> [Your assignment]
Please report each line of the data below that contains "calf".

----

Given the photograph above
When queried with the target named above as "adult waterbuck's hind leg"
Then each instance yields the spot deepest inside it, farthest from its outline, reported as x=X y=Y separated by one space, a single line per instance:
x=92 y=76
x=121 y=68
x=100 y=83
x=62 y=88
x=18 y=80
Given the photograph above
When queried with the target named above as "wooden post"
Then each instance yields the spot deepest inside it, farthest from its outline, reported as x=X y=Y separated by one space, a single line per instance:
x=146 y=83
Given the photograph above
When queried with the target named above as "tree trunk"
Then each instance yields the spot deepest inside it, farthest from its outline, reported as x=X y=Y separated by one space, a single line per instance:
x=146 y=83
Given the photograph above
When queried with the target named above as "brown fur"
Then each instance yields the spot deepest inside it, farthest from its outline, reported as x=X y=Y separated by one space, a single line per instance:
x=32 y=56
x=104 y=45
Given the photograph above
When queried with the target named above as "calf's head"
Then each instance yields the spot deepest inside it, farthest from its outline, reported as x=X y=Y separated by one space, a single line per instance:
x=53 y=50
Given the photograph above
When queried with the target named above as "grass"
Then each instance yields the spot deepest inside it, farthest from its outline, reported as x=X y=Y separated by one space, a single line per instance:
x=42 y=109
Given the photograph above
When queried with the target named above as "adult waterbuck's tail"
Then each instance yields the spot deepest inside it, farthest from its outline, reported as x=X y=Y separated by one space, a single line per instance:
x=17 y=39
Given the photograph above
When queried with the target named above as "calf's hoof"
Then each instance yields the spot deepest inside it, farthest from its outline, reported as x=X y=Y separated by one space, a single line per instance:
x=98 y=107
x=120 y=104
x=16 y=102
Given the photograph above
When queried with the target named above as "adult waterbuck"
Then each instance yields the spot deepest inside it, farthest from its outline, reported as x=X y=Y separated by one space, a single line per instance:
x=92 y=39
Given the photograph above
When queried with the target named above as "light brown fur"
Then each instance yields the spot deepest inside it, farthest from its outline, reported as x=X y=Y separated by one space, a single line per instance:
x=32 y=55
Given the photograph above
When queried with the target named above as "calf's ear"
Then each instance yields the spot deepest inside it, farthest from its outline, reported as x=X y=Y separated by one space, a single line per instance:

----

> [Exercise solution]
When queried with the target named above as "calf's head"
When queried with the target named above as "calf's hoof"
When queried with the target named above as "calf's ear"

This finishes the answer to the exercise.